- Texte de la page -
Au départ, un potentiel sympathique thriller hitchcockien, clin d'oeil assumé à "Fenêtre sur Cour", adapté d'un best-seller de la vague post-"Gone Girl" type "La Fille du Train", réalisé et écrit par deux grands noms (Joe Wright et Tracy Letts) et, en plus, interprété par un casting particulièrement alléchant (Amy Adams, Julianne Moore, Gary Oldman, Jennifer Jason Leigh, etc).
Qu'est-ce qui pourrait mal tourner ?
Eh bien à peu près tout car, à l'arrivée, on se retrouve hélas à regarder un ratage où quasiment rien ne va, donnant à "La Femme à la fenêtre" des airs de film où une malédiction d'une puissance impressionnante a été jetée à tous les niveaux de sa production. Certes, les malheurs dans le sillage du long-métrage ne lui sont pas tous imputables en tant que tel mais la liste fait quand même peur à voir : l'auteur du livre A.J. Finn a été mis en cause pour des mensonges sur son passé, le producteur du film Scott Rudin est au centre de nombreuses accusations d'harcèlements sexuels, les projections-tests ont été si catastrophiques que Tony Gilroy est arrivé à la rescousse en espérant réanimer la bête à coups de reshoots, la date de sortie a été tellement décalée pour cause de pandémie mondiale que cela a permis à cette defenestration... pardon... "Femme à la fenêtre" d'être discrètement refourgué à Netflix sans que cela ne dérange trop aucun de ses participants. Après un parcours aussi chaotique, on ne partait pas très confiant pour découvrir la charogne de long-métrage qui en subsistait, maaaaiiiis il y avait toujours ce fameux "sait-on jamais ?" qui nous a poussé à lui laisser une chance, bien mal nous en a pris...
Psychologue vivant recluse à cause de son agoraphobie (enfin, cela ne l'empêche nullement de faire entrer une tripotée d'inconnus chez elle), les journées d'Anna Fox se résument à boire du vin, espionner ses voisins d'en face, boire du vin, avaler des médicaments, boire du vin, regarder des DVD de vieux films, avaler du vin médicamenteux et caresser son chat. Cet agenda surchargé est un jour bouleversé lorsqu'à travers ses carreaux, elle croit voir sa nouvelle voisine -avec qui elle a sympathisé- se faire assassiner. Après une crise de panique, elle doit ensuite faire face aux policiers, au mari qu'elle pense suspect et... à sa femme qui n'a pas les traits de celle qu'elle a rencontrée et vue se faire tuer... Anna est-elle complètement dingo ? Sa voisine est-elle vraiment morte et remplacée par une autre ? Les aliens sont-ils dans le coup ? Va-t-elle réussir à ingérer un tonneau de vin d'ici la fin du film ? Alfred Hitchcock va-t-il sortir de sa tombe pour tordre le cou à Joe Wright ?

- Exercices à faire -
a: D'après la critique de « La Femme à la fenêtre », qui est venu à la rescousse du film après les projections-tests ?
b: Rédigez la suite de la critique de « La Femme à la fenêtre » à partir de sa dernière phrase.
Les lignes ci-après proviennent d'une autre source.

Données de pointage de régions

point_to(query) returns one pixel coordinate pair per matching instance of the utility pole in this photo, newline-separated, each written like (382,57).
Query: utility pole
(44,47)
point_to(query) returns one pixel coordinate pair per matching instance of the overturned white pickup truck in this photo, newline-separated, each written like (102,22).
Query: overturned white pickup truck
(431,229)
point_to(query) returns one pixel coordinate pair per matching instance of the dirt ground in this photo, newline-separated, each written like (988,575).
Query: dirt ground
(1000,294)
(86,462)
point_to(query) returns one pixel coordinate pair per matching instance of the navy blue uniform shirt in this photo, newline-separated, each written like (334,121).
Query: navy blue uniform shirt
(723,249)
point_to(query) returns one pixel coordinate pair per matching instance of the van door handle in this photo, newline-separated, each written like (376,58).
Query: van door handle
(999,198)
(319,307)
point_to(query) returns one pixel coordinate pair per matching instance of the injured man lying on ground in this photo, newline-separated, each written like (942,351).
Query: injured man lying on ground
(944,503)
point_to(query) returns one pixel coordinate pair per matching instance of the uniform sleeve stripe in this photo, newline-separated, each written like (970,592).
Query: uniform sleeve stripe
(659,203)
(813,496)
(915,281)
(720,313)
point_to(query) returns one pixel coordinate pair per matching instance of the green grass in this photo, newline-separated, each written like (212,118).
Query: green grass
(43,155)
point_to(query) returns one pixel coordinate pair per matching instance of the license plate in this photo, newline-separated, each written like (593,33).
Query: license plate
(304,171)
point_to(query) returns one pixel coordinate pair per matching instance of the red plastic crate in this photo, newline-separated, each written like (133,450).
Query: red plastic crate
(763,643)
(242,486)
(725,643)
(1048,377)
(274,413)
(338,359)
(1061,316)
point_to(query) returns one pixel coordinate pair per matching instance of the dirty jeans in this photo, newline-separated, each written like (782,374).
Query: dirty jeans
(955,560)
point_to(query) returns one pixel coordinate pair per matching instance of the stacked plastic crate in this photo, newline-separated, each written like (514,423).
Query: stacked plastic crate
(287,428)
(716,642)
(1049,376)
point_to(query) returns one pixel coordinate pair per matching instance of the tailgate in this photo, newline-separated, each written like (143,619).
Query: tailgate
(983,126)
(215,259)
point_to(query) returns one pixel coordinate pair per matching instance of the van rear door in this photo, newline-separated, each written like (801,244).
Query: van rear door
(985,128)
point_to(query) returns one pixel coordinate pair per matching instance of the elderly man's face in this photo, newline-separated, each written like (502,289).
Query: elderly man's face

- Réponses aux exercices -
a: Tony Gilroy, qui espérait réanimer le film grâce à des reshoots.

b:
Rassurez-vous, les deux premières questions trouveront des réponses au cours d'une intrigue téléphonée où Anna va évidemment passer pour une folle une bonne partie du temps, avec twist bateau à la clé pour expliquer sa fixation et calmer le jeu avant une résolution poussive de thriller domestique (un petit élément pourra néanmoins surprendre mais ça restera très peu). En clair, il n'y a absolument rien d'original à rechercher dans l'intrigue de "La Femme à la fenêtre", très loin d'être digne des références citées sans cesse dans le film, même en matière de suspense un minimum efficace.
Et ça, Joe Wright paraît en avoir pleinement conscience car ce scénario rachitique et le trouble autour de son héroïne vont surtout être pour lui les moyens de régurgiter tout sa vision du cinéma d'Hitchcock à chaque recoin de scène ! Mais, attention, pas un film en particulier, non, "La Femme à la fenêtre" va plutôt ressembler visuellement à une espèce d'immense pot-pourri caricatural et même extrémiste que l'on peut avoir de la filmographie du maître, avec parfois des élans de giallo (personnellement, au cours du film, il m'est venu l'image de Joe Wright en train de vomir un arc-en-ciel de couleurs contestables sur le crâne d'un Hitchock qui n'avait rien demandé à personne) ! Bien sûr, il y aura tout de même plusieurs idées de mises en scène à saluer ici et là, quelques-unes sortiront du lot, mais les trois-quarts d'entre elles se résumeront à de l'esbroufe référentielle très peu inspirée et tentant de donner une contenance esthétique à un film lui-même trop vain pour les mériter...
Bref, hormis certains plans et une Amy Adams qui arrive souvent à garder la tête haute malgré les facilités de l'ensemble (Julianne Moore survole en une scène le reste d'un casting n'ayant pas grand chose à se mettre sous la dent pour briller, mention spéciale à Gary Oldman en mari/vieux chien fou), il vaut mieux vite fermer les volets sur "La Femme à la Fenêtre" et la laisser poliment errer dans son appartement à l'abri des regards...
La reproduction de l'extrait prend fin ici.